[BEGIN INPUT MATERIAL]
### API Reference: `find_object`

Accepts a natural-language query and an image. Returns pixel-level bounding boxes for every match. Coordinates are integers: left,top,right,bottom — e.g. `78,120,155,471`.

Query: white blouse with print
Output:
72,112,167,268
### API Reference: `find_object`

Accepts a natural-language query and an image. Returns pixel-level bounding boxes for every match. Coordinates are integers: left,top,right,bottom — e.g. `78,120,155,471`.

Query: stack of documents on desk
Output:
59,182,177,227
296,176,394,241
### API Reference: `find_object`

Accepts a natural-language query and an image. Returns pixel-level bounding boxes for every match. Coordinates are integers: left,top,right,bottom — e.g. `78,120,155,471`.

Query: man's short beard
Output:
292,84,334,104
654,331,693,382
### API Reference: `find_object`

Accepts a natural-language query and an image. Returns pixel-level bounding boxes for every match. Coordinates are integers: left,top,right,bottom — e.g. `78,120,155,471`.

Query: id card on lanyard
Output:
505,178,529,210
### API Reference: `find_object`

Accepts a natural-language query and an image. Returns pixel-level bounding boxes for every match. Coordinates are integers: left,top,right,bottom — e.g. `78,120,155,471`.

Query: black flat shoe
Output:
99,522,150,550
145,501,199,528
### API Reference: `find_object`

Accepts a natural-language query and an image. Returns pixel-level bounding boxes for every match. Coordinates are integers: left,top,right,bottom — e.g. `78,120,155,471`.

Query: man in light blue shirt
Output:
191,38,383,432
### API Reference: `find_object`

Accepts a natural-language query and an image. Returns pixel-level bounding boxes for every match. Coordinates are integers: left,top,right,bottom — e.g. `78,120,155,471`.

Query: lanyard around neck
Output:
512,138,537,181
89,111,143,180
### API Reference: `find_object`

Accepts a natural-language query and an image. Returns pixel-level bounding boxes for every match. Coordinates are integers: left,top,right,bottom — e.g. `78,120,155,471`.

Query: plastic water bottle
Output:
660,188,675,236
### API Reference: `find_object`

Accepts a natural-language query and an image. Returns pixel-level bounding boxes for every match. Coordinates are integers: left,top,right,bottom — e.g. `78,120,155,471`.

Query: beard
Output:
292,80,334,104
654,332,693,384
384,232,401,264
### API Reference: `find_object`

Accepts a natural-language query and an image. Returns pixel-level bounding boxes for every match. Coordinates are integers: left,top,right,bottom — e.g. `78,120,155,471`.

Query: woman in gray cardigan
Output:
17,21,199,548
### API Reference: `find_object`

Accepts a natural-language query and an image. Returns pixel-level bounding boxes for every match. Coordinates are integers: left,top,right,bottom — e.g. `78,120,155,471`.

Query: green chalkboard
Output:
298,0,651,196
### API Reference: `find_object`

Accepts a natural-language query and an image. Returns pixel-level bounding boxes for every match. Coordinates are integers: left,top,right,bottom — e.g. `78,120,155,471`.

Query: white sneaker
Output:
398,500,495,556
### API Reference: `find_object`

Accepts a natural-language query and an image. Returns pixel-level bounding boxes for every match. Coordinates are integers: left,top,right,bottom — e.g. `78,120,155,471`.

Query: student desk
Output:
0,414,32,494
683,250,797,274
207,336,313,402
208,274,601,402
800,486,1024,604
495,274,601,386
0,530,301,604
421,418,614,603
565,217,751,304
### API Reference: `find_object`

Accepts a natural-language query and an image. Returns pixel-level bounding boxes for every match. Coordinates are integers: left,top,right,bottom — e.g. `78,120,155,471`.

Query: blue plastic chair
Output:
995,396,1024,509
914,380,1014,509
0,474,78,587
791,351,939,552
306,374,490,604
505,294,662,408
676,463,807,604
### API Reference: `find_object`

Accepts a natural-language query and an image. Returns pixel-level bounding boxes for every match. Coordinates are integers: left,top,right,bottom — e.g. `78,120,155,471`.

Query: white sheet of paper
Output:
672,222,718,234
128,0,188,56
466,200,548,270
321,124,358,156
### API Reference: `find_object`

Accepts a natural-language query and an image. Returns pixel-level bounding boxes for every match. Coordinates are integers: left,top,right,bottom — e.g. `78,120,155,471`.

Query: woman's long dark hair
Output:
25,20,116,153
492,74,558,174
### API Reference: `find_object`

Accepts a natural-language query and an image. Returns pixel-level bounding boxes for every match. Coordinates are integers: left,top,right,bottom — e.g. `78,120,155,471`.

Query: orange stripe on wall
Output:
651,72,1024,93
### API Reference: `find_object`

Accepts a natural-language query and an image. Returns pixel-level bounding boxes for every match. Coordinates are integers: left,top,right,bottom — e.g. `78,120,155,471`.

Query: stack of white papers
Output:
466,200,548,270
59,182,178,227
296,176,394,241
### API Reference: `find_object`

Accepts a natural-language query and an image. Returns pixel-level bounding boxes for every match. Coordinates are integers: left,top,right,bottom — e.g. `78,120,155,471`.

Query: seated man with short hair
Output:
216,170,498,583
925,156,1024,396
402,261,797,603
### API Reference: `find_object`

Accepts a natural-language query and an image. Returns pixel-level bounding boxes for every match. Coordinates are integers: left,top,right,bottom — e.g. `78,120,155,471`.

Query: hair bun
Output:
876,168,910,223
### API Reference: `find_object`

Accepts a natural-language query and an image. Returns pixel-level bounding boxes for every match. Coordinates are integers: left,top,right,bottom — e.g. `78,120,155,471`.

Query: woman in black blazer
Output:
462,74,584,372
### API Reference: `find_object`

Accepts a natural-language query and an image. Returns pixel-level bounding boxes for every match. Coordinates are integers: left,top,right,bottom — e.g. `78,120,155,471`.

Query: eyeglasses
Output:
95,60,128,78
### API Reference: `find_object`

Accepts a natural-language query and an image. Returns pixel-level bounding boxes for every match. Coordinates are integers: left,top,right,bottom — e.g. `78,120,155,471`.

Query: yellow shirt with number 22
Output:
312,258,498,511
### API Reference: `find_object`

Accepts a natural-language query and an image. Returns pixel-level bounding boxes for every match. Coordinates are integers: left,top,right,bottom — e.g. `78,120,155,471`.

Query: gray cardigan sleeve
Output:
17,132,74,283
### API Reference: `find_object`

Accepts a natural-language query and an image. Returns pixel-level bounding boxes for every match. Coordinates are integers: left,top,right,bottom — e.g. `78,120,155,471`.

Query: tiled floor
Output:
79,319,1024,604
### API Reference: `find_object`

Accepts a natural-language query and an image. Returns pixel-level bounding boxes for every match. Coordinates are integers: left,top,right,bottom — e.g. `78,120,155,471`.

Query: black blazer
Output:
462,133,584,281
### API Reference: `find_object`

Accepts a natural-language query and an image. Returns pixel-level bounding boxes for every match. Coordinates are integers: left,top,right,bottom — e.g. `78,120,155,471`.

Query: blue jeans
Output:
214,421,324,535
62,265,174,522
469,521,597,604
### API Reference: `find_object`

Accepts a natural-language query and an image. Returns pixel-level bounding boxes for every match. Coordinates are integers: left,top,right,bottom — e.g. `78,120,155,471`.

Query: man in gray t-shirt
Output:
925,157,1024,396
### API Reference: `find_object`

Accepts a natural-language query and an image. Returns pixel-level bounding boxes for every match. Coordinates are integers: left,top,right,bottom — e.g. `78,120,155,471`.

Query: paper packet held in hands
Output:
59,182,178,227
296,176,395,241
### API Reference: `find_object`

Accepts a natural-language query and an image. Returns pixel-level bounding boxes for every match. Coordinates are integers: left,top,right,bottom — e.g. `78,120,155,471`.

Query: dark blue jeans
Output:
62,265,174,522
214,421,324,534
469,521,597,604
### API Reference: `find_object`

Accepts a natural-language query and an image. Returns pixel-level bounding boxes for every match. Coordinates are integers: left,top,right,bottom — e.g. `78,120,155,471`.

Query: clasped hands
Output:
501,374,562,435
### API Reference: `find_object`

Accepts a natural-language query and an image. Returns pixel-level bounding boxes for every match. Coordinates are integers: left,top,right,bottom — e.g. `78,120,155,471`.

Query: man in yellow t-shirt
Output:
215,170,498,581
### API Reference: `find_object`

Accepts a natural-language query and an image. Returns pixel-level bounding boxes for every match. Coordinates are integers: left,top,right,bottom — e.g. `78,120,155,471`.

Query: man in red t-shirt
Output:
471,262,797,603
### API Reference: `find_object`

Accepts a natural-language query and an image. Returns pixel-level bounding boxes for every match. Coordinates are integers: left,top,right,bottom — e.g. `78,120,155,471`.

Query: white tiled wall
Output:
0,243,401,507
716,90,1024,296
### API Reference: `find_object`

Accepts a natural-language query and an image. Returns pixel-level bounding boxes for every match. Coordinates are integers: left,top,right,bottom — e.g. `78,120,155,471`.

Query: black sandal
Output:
[END INPUT MATERIAL]
WHAT THE EXERCISE ASKS :: Which lines in the data above contain the word "short"? Select each one and copy it out in full.

SOLUTION TO THIS PROBLEM ::
Query: man's short beard
Query: seated man with short hair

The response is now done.